* _Exercise instructions_: Print every one of the records below line for line, without changing any character.

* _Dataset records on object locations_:

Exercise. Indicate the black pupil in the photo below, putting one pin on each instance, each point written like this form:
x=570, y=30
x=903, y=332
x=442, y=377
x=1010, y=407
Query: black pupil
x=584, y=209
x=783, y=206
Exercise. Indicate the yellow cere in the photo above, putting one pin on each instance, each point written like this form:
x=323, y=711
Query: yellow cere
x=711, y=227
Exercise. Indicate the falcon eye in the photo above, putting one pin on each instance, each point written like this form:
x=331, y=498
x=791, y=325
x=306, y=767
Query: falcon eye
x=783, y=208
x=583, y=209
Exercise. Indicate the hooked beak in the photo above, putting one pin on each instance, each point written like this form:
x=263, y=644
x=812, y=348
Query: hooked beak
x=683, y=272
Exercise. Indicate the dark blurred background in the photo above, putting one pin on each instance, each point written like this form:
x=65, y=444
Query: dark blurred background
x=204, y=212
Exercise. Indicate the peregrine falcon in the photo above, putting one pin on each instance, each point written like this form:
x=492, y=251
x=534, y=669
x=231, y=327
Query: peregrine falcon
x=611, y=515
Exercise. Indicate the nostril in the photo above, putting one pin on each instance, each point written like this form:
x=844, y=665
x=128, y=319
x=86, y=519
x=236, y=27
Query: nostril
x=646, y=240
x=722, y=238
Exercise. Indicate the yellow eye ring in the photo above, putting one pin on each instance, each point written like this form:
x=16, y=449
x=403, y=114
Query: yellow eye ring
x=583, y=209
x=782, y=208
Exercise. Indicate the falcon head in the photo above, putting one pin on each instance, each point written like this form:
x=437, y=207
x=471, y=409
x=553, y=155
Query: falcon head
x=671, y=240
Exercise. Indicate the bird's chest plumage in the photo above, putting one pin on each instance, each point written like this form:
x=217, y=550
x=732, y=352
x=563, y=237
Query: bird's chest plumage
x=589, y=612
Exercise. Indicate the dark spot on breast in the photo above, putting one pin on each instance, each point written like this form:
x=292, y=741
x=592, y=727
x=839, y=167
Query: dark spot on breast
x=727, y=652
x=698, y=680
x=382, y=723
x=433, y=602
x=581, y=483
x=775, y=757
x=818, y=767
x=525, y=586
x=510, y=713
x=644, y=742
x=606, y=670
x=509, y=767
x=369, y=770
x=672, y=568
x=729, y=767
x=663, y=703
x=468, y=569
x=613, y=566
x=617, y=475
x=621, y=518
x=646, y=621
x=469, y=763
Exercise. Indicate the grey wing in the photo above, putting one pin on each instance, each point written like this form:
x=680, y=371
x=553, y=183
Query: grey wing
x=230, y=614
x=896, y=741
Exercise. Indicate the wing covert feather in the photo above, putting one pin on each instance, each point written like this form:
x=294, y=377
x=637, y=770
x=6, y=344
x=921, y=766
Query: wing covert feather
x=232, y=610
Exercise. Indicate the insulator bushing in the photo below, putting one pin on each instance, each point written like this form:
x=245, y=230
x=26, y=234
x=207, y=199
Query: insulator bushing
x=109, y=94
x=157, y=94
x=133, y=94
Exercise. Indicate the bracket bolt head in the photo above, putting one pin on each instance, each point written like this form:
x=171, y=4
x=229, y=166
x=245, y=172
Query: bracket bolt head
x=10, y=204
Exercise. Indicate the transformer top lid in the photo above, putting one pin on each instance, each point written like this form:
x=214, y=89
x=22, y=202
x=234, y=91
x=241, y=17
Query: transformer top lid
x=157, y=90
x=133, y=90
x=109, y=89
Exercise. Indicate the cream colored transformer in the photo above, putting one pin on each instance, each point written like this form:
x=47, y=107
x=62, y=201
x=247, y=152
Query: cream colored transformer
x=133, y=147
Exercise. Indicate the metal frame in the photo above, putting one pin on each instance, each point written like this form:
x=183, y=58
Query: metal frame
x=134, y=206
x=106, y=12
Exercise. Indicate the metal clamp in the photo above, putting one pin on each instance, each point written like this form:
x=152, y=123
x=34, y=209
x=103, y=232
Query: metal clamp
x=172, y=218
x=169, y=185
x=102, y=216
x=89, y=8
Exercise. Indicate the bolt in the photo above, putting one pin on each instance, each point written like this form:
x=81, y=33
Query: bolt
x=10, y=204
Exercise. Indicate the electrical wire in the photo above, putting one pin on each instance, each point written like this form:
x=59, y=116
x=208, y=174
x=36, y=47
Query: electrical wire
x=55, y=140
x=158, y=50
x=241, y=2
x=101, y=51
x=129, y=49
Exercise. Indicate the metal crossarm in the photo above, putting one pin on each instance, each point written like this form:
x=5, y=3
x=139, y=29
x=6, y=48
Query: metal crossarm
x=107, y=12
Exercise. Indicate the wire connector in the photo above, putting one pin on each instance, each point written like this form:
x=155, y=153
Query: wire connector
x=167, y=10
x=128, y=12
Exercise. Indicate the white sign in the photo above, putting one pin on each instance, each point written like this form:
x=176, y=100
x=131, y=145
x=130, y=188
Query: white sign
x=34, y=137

* _Expected output_:
Exercise. Indicate the black pupil in the photo below, putting one pin on each instance, each point written like this form:
x=570, y=30
x=903, y=332
x=442, y=377
x=1010, y=407
Query: black pupil
x=584, y=209
x=783, y=206
Exercise. Indicate the yellow cere in the photo above, putting one pin on each instance, each point written like this form:
x=323, y=711
Query: yellow cere
x=711, y=227
Exercise. Indicate the falcon eye in the photo above, putting one pin on each instance, each point written like this form:
x=331, y=498
x=791, y=325
x=306, y=767
Query: falcon eye
x=783, y=208
x=583, y=209
Exercise. Indicate the hooked beak in the photo above, putting one pin on each instance, each point written like this form:
x=263, y=644
x=812, y=348
Query: hooked beak
x=683, y=272
Exercise. Indicate the dark blurred background in the photo above, putting one pin on each instance, each point written like this form:
x=65, y=444
Query: dark blurred background
x=204, y=212
Exercise. Indicate the peregrine falcon in the photo above, putting one pin on each instance, each point written like this form:
x=492, y=251
x=534, y=669
x=231, y=327
Query: peregrine falcon
x=611, y=515
Exercise. Indicate the nostril in the photo above, putting one pin on each instance, each point written like this form:
x=844, y=665
x=128, y=319
x=86, y=519
x=236, y=27
Query: nostril
x=646, y=240
x=722, y=238
Exercise. Indicate the yellow eye ring in the photo above, putting one pin on each instance, each point written like this form:
x=16, y=449
x=403, y=114
Query: yellow eye ring
x=583, y=209
x=782, y=208
Exercise. Indicate the falcon head in the photo above, putting one pin on each instance, each point written like this form:
x=437, y=207
x=471, y=409
x=553, y=155
Query: falcon head
x=671, y=240
Exercise. Indicate the bird's chest plumage in the photo above, putting one pin on each instance, each point written like this form:
x=217, y=550
x=732, y=352
x=563, y=237
Query: bird's chest plumage
x=589, y=612
Exercise. Indicate the dark spot on breast in the photo above, putting one pin on each instance, each point written like this form:
x=292, y=741
x=592, y=727
x=839, y=167
Query: dark spot on breast
x=727, y=652
x=698, y=680
x=382, y=723
x=433, y=602
x=581, y=483
x=775, y=757
x=818, y=767
x=525, y=586
x=510, y=713
x=644, y=742
x=606, y=670
x=509, y=767
x=369, y=770
x=672, y=568
x=729, y=767
x=663, y=703
x=468, y=569
x=613, y=566
x=617, y=475
x=621, y=518
x=646, y=621
x=469, y=763
Exercise. Indicate the grey wing in the photo above, putting one pin on each instance, each point written like this form:
x=680, y=371
x=553, y=183
Query: grey wing
x=230, y=614
x=896, y=741
Exercise. Indicate the wing covert feather in the photo above, putting one pin on each instance, each point written like this form:
x=294, y=377
x=637, y=770
x=6, y=344
x=921, y=766
Query: wing covert feather
x=232, y=610
Exercise. Indicate the insulator bushing in the photo below, putting one pin on each instance, each point written like this form:
x=245, y=230
x=26, y=234
x=207, y=199
Query: insulator bushing
x=109, y=94
x=157, y=94
x=133, y=94
Exercise. Indicate the bracket bolt head in the photo above, putting one pin on each instance, each point written like this form:
x=171, y=4
x=229, y=166
x=245, y=172
Query: bracket bolt head
x=10, y=204
Exercise. Indicate the transformer top lid in the photo above, putting one pin on each instance, each point written like this form:
x=214, y=89
x=22, y=202
x=234, y=91
x=241, y=17
Query: transformer top lid
x=157, y=90
x=133, y=90
x=109, y=89
Exercise. Indicate the cream colored transformer in the photo above, putting one pin on each instance, each point written like this form:
x=47, y=107
x=62, y=201
x=247, y=152
Query: cream colored transformer
x=133, y=147
Exercise. Indicate the metal frame in the photo above, putting one pin on each instance, each point written like this form:
x=183, y=58
Query: metal frame
x=134, y=206
x=106, y=12
Exercise. Indicate the metal clamp in the photo above, putting one pin on each instance, each point written like this form:
x=152, y=123
x=34, y=209
x=103, y=232
Query: metal clamp
x=172, y=218
x=169, y=185
x=102, y=216
x=89, y=8
Exercise. Indicate the bolt in the photo above, putting one pin on each instance, each point written like this form:
x=81, y=33
Query: bolt
x=10, y=204
Exercise. Indicate the electrical wire in the photo above, putting one pin on each instance, each point written like this form:
x=59, y=116
x=208, y=174
x=36, y=47
Query: electrical wire
x=55, y=140
x=158, y=50
x=241, y=2
x=101, y=51
x=129, y=49
Exercise. Indicate the metal crossarm in the photo above, putting one pin on each instance, each point written like this form:
x=5, y=3
x=139, y=29
x=6, y=48
Query: metal crossarm
x=107, y=12
Exercise. Indicate the wire connector in the photo above, putting one pin on each instance, each point written like this form:
x=155, y=153
Query: wire connector
x=167, y=10
x=128, y=12
Exercise. Indicate the white sign in the photo above, putting one pin on each instance, each point written like this form:
x=176, y=100
x=131, y=145
x=130, y=188
Query: white sign
x=34, y=137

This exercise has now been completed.